**Passage**
We have earlier set out paragraph 17 of Mr M’s affidavit. It is appropriate that we also set out paragraph 21 of the affidavit of the wife’s solicitor (Ms B) to which Counsel for both parties and the trial Judge (at paragraph 22 of his Reasons for Judgment) referred. Paragraph 21 of Ms B’s affidavit read:
21.During the course of these proceedings Orders have been made where the costs of the Application were reserved. Details of those Orders being:
(a) Order of Justice Jordan dated 26 April 2002. The question of costs was reserved. The Wife’s Amended Form 3 Application, which was filed on 16 April 2002, sought interim orders at Annexure “B”. The Wife in that Interim Application was successful in relation to the Interim Orders sought at 1, 2, 3, 4, 6 and 8 of that Interim Application. The Orders sought are in fact reflected in the Order of Justice Jordan and to that end the Wife was successful in her Application and seeks the costs of that Application which were reserved. Exhibited hereto and marked with the letter “RB17” is a true copy of that Amended Application. Exhibited hereto and marked with the letter “RB18” is a true copy of Justice Jordan’s Order.
(b) Order of Registrar Dittman dated 13 June 2002. On that day, the Husband filed an Amended Application in relation to children issues. Exhibited hereto and marked with the letter “RB19” is a true copy of that Application. The Husband was wholly unsuccessful in that Application and the Wife seeks the costs of and incidental to that Application that were reserved.
(c) Order of Justice O’Reilly dated 19 September 2003. The costs of the Wife’s Application in relation to the injunction were reserved to the Trial Judge. The Wife filed an Application in Form 8 on 11 September 2003 seeking an injunction and restraining the Husband from accepting any finance to pay out the mortgage and further encumbering the property. The Wife was wholly successful in that Application as is reflected in the Order of Justice O’Reilly and [the] Wife seeks the costs of and incidental to the Application of that day. Exhibited hereto and marked with the letter “RB20” is a true copy of that Form 8. Exhibited hereto and marked with the letter “RB21” is a true copy of Justice O’Reilly’s Order dated 19 September 2003.
(d) Order of Judicial Registrar Smith dated 8 December 2003. The Wife filed an Application in Form 8 on 31 October 2003, seeking the various Orders (inter alia) that [Mr R] be appointed Receiver for the partnership assets. Exhibited hereto and marked with the letter “RB22” is a true copy of that Application. The Order of Judicial Registrar Smith, which reflected Minutes of Consent signed by the parties, indicates that the Wife was wholly successful in her Application to appoint the Receiver. Exhibited hereto and marked with the letter “RB23” is a true copy of that Order.
(e) Order of her Honour Justice O’Reilly dated 23 January 2004. The Husband filed a Form 8 Application for partial property settlement on 5 January 2004. Justice O’Reilly reserved cost of the Hearing of 5 January 2004 to the Trial Judge. She also adjourned the Husband’s Form 8 Application to 8 March 2004 when the matter was listed before Judicial Registrar Smith when the costs were again reserved to the Trial Judge. The Husband’s Form 8 Application was adjourned again to 14 April 2004 before Justice O’Reilly. On that day the Husband, through his solicitors, sought leave to amend his Form 8 Application which was filed on 5 January 2004 as it was defective and Justice O’Reilly told the Receiver the terms of the amendment which appears in the Order. The costs of that day were reserved.

**Excerpted data**
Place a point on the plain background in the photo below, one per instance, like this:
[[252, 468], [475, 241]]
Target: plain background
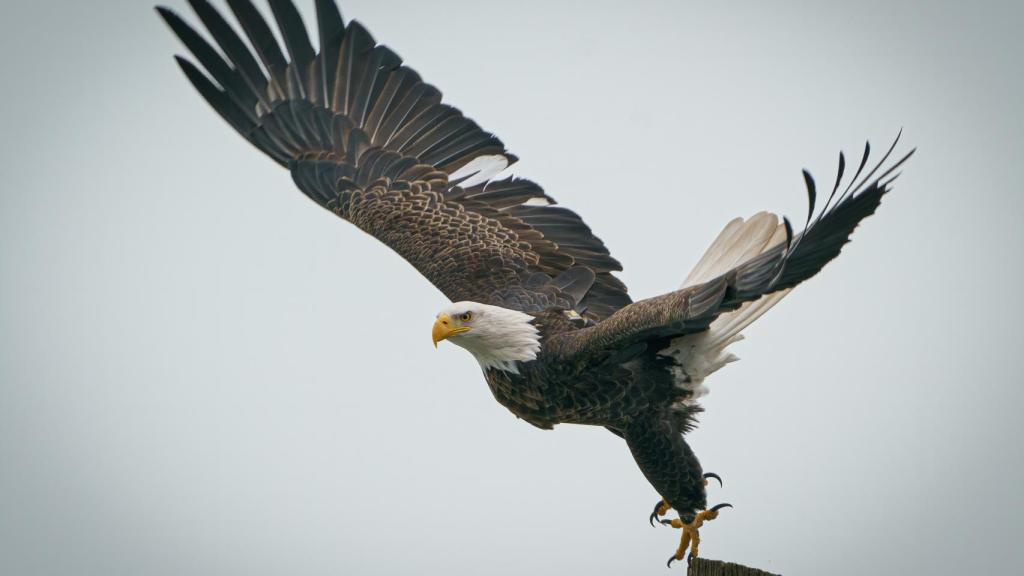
[[201, 372]]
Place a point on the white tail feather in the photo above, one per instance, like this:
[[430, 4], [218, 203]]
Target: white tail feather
[[698, 356]]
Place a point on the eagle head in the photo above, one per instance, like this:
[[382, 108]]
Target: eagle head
[[498, 337]]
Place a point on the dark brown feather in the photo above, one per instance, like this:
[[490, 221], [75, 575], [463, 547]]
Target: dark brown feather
[[367, 138]]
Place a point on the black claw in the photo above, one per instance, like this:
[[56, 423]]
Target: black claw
[[653, 515], [716, 477]]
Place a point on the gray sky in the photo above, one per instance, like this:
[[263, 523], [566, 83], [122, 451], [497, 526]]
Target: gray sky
[[201, 372]]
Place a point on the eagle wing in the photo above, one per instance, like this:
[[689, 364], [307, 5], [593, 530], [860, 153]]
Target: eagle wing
[[365, 137], [664, 323]]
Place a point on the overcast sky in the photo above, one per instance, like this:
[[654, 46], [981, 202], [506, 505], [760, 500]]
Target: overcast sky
[[202, 372]]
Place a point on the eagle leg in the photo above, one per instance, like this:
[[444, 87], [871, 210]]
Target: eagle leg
[[662, 507], [690, 538]]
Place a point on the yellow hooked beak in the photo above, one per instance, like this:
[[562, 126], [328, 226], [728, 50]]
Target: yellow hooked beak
[[443, 329]]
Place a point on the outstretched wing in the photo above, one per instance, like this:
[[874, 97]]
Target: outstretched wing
[[368, 139], [660, 322]]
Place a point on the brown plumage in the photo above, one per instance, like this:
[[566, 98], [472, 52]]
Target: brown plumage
[[367, 138]]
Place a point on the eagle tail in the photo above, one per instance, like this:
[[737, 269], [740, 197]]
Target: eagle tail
[[763, 261]]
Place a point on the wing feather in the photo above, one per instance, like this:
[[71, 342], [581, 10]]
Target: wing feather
[[367, 138]]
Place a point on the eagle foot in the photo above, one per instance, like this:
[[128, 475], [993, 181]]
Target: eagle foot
[[690, 537], [662, 507]]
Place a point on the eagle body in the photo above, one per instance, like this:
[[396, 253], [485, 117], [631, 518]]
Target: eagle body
[[536, 296], [605, 388]]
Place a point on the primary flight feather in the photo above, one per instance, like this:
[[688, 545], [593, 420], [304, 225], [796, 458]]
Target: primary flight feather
[[535, 298]]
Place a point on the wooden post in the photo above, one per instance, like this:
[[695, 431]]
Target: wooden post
[[704, 567]]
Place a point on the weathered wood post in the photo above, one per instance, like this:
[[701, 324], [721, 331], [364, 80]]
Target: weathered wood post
[[704, 567]]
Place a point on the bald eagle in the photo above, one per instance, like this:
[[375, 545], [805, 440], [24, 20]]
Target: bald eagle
[[537, 302]]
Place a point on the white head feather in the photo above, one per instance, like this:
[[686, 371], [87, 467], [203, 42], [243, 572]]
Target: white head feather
[[497, 337]]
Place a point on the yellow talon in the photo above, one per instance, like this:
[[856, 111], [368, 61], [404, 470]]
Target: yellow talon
[[664, 508], [690, 538]]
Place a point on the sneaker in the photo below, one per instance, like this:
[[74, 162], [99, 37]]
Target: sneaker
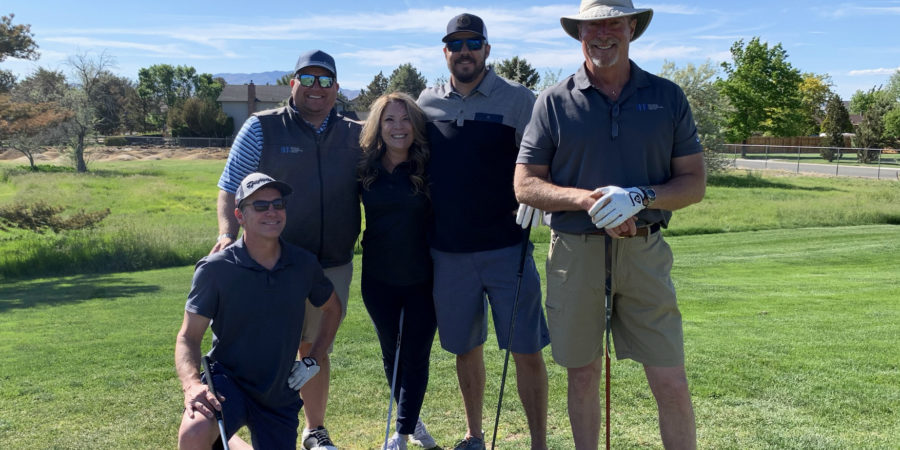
[[317, 439], [421, 437], [470, 443], [396, 443]]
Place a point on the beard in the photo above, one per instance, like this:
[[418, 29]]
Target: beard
[[466, 77]]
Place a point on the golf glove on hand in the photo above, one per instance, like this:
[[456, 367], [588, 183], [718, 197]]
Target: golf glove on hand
[[302, 372], [615, 206], [529, 216]]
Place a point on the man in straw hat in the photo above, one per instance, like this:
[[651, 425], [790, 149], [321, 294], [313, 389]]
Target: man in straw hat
[[611, 151]]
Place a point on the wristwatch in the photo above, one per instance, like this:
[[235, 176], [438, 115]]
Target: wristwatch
[[649, 195]]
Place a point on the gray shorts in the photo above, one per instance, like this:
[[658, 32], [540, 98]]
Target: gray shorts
[[464, 284], [340, 277]]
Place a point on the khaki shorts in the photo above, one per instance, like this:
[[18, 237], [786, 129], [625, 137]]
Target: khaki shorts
[[340, 277], [646, 323]]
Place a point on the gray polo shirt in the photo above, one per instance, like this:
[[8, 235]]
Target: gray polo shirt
[[257, 314], [474, 142], [589, 141]]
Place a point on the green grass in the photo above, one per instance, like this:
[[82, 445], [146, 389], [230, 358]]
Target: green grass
[[791, 340]]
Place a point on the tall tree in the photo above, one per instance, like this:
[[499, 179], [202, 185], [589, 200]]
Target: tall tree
[[375, 89], [708, 106], [815, 90], [84, 100], [763, 89], [406, 78], [518, 70], [834, 125], [16, 41]]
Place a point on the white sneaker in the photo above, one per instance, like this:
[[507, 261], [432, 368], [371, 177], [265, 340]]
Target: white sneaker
[[317, 439], [421, 437], [396, 443]]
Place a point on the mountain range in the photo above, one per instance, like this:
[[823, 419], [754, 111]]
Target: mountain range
[[271, 77]]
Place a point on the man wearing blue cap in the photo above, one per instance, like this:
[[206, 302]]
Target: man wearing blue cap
[[313, 148], [475, 123], [252, 296]]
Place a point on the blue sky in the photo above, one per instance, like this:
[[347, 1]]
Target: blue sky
[[856, 43]]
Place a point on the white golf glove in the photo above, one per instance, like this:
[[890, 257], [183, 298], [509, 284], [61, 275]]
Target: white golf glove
[[615, 206], [529, 215], [302, 372]]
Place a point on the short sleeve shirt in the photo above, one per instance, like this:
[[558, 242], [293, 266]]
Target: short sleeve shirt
[[589, 141], [257, 314]]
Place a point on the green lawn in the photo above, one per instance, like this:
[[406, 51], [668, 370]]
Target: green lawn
[[788, 286], [791, 337]]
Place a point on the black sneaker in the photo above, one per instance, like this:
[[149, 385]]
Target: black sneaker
[[318, 439]]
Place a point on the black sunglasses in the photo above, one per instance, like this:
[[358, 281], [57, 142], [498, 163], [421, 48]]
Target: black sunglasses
[[307, 80], [473, 44], [263, 205]]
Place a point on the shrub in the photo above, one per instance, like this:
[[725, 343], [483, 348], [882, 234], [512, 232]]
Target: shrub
[[116, 141], [41, 216]]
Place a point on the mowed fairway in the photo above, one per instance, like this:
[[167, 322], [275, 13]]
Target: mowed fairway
[[792, 342]]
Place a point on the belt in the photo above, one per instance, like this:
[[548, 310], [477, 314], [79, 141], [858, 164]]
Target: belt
[[641, 232]]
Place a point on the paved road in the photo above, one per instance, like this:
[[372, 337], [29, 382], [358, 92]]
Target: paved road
[[883, 173]]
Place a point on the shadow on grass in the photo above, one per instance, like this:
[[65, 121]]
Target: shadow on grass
[[75, 289], [750, 180]]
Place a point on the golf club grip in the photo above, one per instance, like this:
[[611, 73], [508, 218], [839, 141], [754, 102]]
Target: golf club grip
[[204, 362]]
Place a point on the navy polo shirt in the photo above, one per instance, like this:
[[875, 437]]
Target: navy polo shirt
[[474, 141], [395, 249], [257, 314], [589, 141]]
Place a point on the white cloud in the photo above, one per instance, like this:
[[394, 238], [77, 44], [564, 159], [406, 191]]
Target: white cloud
[[879, 71]]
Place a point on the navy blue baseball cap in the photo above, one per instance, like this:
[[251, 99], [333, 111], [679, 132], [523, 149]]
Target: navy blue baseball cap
[[466, 23], [316, 58]]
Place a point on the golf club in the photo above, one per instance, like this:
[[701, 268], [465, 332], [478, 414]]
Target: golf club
[[512, 323], [204, 361], [387, 430], [608, 263]]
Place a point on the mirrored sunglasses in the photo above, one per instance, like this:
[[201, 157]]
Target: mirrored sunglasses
[[307, 80], [473, 44], [263, 205]]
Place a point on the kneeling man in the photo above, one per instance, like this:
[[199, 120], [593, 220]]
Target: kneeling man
[[252, 294]]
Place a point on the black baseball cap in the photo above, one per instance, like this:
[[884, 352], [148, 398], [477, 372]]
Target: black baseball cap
[[466, 23]]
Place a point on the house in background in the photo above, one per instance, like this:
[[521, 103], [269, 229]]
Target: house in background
[[239, 101]]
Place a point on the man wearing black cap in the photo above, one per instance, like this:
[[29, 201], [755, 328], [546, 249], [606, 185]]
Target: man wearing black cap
[[252, 296], [315, 149], [475, 124]]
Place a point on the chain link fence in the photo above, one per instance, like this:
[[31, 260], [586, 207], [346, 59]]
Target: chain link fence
[[836, 161]]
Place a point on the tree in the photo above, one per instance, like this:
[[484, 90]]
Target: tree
[[16, 41], [518, 70], [375, 89], [84, 100], [708, 106], [763, 89], [834, 125], [406, 78], [814, 93], [29, 127]]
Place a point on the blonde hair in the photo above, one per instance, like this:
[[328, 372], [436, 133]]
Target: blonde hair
[[373, 147]]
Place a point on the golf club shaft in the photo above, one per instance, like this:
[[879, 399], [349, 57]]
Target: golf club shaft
[[608, 287], [387, 430], [204, 362], [512, 324]]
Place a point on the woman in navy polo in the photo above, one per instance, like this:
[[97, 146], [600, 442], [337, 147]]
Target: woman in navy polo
[[397, 269]]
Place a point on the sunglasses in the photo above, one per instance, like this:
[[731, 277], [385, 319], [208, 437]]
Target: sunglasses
[[307, 80], [263, 205], [473, 44]]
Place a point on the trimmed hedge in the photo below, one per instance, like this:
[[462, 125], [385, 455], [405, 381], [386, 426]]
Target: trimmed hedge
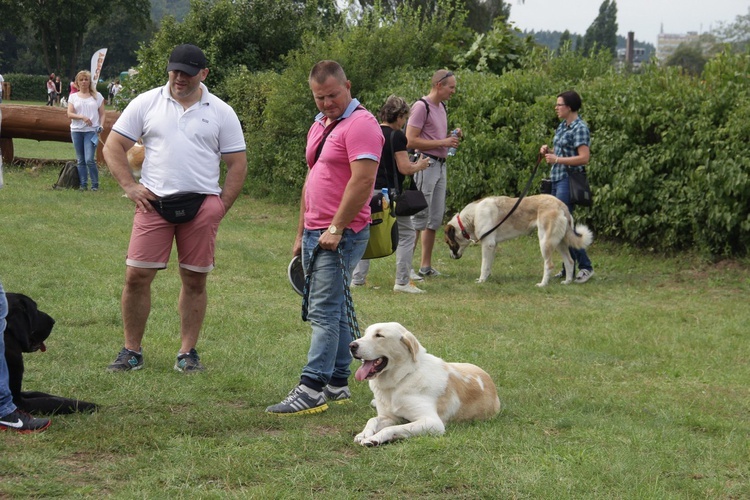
[[670, 162]]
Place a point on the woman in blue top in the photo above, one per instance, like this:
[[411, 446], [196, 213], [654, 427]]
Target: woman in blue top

**Directive 1**
Translate this sentence from the affidavit excerpt into Spanish: "The Husband was wholly unsuccessful in that Application and the Wife seeks the costs of and incidental to that Application that were reserved."
**Directive 2**
In the affidavit excerpt, print the part that opens with the words containing "(c) Order of" and closes with "Order dated 19 September 2003.".

**Reply 1**
El Esposo no tuvo éxito alguno en esa Solicitud y la Esposa reclama las costas de dicha Solicitud y las accesorias a ella que quedaron reservadas.

**Reply 2**
(c) Order of Justice O’Reilly dated 19 September 2003. The costs of the Wife’s Application in relation to the injunction were reserved to the Trial Judge. The Wife filed an Application in Form 8 on 11 September 2003 seeking an injunction and restraining the Husband from accepting any finance to pay out the mortgage and further encumbering the property. The Wife was wholly successful in that Application as is reflected in the Order of Justice O’Reilly and [the] Wife seeks the costs of and incidental to the Application of that day. Exhibited hereto and marked with the letter “RB20” is a true copy of that Form 8. Exhibited hereto and marked with the letter “RB21” is a true copy of Justice O’Reilly’s Order dated 19 September 2003.